**PROMPT 1**
In the entries, rewrite every line starting at the line that contains "Expected: for every instance of the rifle" and ending with the last line of the entries, both included. Keep the request lines, and multiply each pixel coordinate in the answers by 2.35, rounding to the nearest whole number with halves rounded up.

**PASSAGE GIVEN**
** start **
2014-2015 Speaker Series "Authenticity"

Dr. Isabel Hull

“Rethinking the First World War through the Lens of International Law”

Dr. Hull is the John Stambaugh Professor of History at Cornell University. Commemorating the one-hundred-year anniversary of the outbreak of World War I, Hull will provide insight into the significance of the War from the vantage of international law. Her most recent book is A Scrap of Paper: Breaking and Making International Law during the Great War. She is a Guggenheim Fellow and an Alexander von Humboldt-Stiftung Research Fellow.

Free and Open to the Public

Friday, September 19, 2014 at 5:00 pm

Lecture Hall

Doudna Fine Arts Center

 

Alice Bag

“Violence Girl: East L.A. Rage to Hollywood Stage, a Chicana Punk Story”
** end **
**PROMPT 2**
Answer these questions about the speaker series announcement:
(a) At which university is Dr. Hull a professor of history?
(b) At what time does the event on Friday, September 19, 2014 begin?
(c) In which building is the Lecture Hall?

(Dataset records on object locations)
** start **
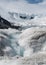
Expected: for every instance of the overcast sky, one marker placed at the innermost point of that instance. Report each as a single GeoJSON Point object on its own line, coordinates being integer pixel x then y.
{"type": "Point", "coordinates": [24, 5]}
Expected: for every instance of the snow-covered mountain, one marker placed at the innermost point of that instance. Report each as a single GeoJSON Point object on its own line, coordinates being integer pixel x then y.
{"type": "Point", "coordinates": [26, 45]}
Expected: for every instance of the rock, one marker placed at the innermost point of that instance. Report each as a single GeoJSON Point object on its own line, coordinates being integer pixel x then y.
{"type": "Point", "coordinates": [36, 59]}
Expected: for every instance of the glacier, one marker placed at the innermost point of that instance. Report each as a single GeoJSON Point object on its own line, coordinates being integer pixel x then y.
{"type": "Point", "coordinates": [26, 46]}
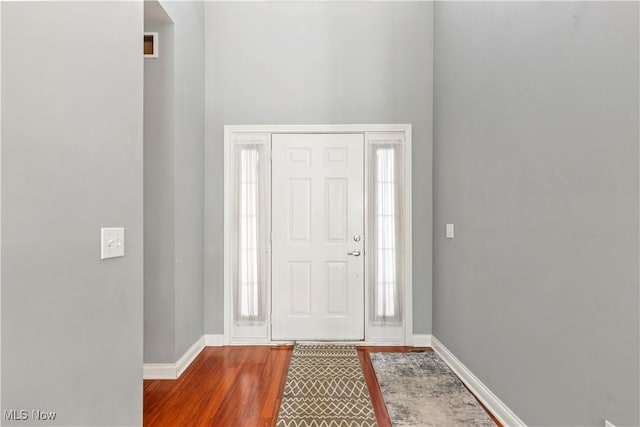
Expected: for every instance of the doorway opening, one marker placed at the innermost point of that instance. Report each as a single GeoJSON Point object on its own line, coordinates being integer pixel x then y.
{"type": "Point", "coordinates": [318, 233]}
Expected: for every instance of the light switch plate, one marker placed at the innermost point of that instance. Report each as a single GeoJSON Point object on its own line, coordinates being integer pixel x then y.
{"type": "Point", "coordinates": [112, 242]}
{"type": "Point", "coordinates": [449, 231]}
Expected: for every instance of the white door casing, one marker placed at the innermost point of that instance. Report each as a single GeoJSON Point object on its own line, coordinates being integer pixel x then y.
{"type": "Point", "coordinates": [317, 212]}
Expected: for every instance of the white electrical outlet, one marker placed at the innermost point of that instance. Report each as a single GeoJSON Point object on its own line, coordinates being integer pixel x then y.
{"type": "Point", "coordinates": [449, 231]}
{"type": "Point", "coordinates": [112, 242]}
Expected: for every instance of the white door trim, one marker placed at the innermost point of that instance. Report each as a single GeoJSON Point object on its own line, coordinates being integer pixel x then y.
{"type": "Point", "coordinates": [371, 131]}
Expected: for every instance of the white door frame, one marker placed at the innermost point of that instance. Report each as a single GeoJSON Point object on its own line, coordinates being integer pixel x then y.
{"type": "Point", "coordinates": [372, 132]}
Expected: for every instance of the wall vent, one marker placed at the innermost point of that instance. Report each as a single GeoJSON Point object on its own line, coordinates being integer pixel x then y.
{"type": "Point", "coordinates": [150, 45]}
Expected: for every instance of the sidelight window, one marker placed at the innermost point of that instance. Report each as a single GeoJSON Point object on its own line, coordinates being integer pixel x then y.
{"type": "Point", "coordinates": [385, 231]}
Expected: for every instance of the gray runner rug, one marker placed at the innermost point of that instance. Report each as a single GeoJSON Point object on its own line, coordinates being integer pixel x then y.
{"type": "Point", "coordinates": [325, 388]}
{"type": "Point", "coordinates": [419, 389]}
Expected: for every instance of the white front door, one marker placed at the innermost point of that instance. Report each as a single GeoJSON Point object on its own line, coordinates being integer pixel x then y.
{"type": "Point", "coordinates": [317, 241]}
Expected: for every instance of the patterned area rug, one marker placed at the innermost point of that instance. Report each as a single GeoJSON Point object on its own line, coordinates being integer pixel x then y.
{"type": "Point", "coordinates": [419, 389]}
{"type": "Point", "coordinates": [325, 388]}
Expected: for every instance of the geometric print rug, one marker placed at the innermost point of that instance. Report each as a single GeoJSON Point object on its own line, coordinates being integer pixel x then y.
{"type": "Point", "coordinates": [325, 387]}
{"type": "Point", "coordinates": [419, 389]}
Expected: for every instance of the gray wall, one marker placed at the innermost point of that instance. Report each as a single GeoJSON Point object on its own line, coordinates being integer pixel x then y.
{"type": "Point", "coordinates": [159, 191]}
{"type": "Point", "coordinates": [536, 163]}
{"type": "Point", "coordinates": [174, 182]}
{"type": "Point", "coordinates": [318, 62]}
{"type": "Point", "coordinates": [189, 170]}
{"type": "Point", "coordinates": [71, 163]}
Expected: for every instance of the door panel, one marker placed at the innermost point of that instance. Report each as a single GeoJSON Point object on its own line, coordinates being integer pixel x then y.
{"type": "Point", "coordinates": [317, 208]}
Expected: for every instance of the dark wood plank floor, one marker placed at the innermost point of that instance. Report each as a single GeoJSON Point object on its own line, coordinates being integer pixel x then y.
{"type": "Point", "coordinates": [238, 386]}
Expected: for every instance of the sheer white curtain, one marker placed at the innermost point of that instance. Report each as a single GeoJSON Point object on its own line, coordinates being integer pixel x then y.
{"type": "Point", "coordinates": [250, 225]}
{"type": "Point", "coordinates": [384, 232]}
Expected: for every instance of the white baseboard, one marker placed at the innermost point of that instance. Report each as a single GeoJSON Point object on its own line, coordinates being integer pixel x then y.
{"type": "Point", "coordinates": [159, 371]}
{"type": "Point", "coordinates": [172, 371]}
{"type": "Point", "coordinates": [422, 340]}
{"type": "Point", "coordinates": [189, 356]}
{"type": "Point", "coordinates": [214, 340]}
{"type": "Point", "coordinates": [482, 392]}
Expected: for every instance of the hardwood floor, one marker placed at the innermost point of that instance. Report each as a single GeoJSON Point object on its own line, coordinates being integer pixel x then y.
{"type": "Point", "coordinates": [238, 386]}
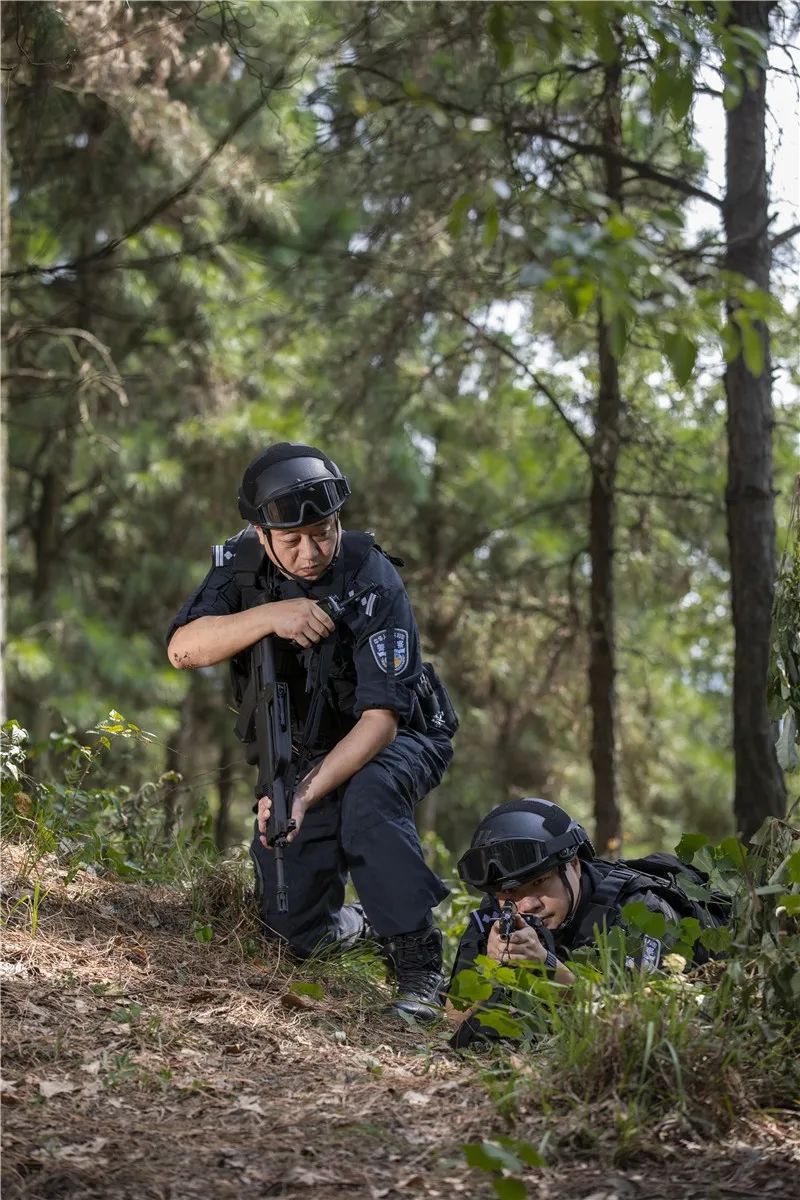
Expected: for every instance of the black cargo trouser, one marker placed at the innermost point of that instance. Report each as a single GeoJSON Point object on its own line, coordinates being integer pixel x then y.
{"type": "Point", "coordinates": [366, 829]}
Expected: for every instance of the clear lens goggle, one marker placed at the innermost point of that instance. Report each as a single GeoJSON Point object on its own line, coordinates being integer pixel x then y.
{"type": "Point", "coordinates": [306, 504]}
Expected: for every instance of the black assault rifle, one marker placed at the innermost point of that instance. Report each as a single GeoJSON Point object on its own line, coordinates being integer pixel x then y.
{"type": "Point", "coordinates": [265, 718]}
{"type": "Point", "coordinates": [272, 732]}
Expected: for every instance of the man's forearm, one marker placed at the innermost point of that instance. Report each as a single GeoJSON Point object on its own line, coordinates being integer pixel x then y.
{"type": "Point", "coordinates": [209, 640]}
{"type": "Point", "coordinates": [374, 730]}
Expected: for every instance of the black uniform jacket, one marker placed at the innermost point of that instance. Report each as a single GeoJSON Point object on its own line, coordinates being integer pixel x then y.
{"type": "Point", "coordinates": [377, 661]}
{"type": "Point", "coordinates": [579, 929]}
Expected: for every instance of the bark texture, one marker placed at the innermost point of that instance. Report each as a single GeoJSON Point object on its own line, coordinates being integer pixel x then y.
{"type": "Point", "coordinates": [759, 787]}
{"type": "Point", "coordinates": [602, 519]}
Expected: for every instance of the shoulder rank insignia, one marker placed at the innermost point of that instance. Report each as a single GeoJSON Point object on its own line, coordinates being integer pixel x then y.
{"type": "Point", "coordinates": [221, 555]}
{"type": "Point", "coordinates": [379, 651]}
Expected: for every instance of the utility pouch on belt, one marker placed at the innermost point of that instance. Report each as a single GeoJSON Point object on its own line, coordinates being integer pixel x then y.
{"type": "Point", "coordinates": [434, 712]}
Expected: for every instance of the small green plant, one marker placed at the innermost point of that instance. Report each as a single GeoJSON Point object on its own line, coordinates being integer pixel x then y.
{"type": "Point", "coordinates": [83, 816]}
{"type": "Point", "coordinates": [504, 1161]}
{"type": "Point", "coordinates": [127, 1015]}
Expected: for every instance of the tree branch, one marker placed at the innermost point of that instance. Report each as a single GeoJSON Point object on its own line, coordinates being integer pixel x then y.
{"type": "Point", "coordinates": [148, 217]}
{"type": "Point", "coordinates": [531, 375]}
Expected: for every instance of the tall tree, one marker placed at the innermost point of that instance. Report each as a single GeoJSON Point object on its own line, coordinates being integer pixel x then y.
{"type": "Point", "coordinates": [759, 787]}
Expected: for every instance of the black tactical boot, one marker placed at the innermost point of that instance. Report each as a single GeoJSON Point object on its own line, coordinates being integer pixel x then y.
{"type": "Point", "coordinates": [414, 963]}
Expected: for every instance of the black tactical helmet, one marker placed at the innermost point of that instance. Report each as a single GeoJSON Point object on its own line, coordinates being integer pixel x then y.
{"type": "Point", "coordinates": [290, 485]}
{"type": "Point", "coordinates": [519, 840]}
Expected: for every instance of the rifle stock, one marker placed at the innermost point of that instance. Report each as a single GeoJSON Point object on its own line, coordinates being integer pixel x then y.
{"type": "Point", "coordinates": [272, 730]}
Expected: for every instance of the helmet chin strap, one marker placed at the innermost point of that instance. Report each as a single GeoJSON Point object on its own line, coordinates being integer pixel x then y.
{"type": "Point", "coordinates": [284, 570]}
{"type": "Point", "coordinates": [571, 893]}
** end **
**WORKED ANSWER 1**
Expected: for every instance of the rifle stock, one marker placed at the innermost point of that instance. Report each as a single GeoJSON Point object on its own line, coordinates being integer pixel x then y.
{"type": "Point", "coordinates": [639, 1716]}
Expected: for every instance of the helmet chin strap, one marker placed at the innermost point of that instance. Report each as a single GeoJSON Point object on its own line, coordinates being integer pixel x then y.
{"type": "Point", "coordinates": [667, 1340]}
{"type": "Point", "coordinates": [1342, 2099]}

**WORKED ANSWER 2**
(a) Cornell University
(b) 5:00 pm
(c) Doudna Fine Arts Center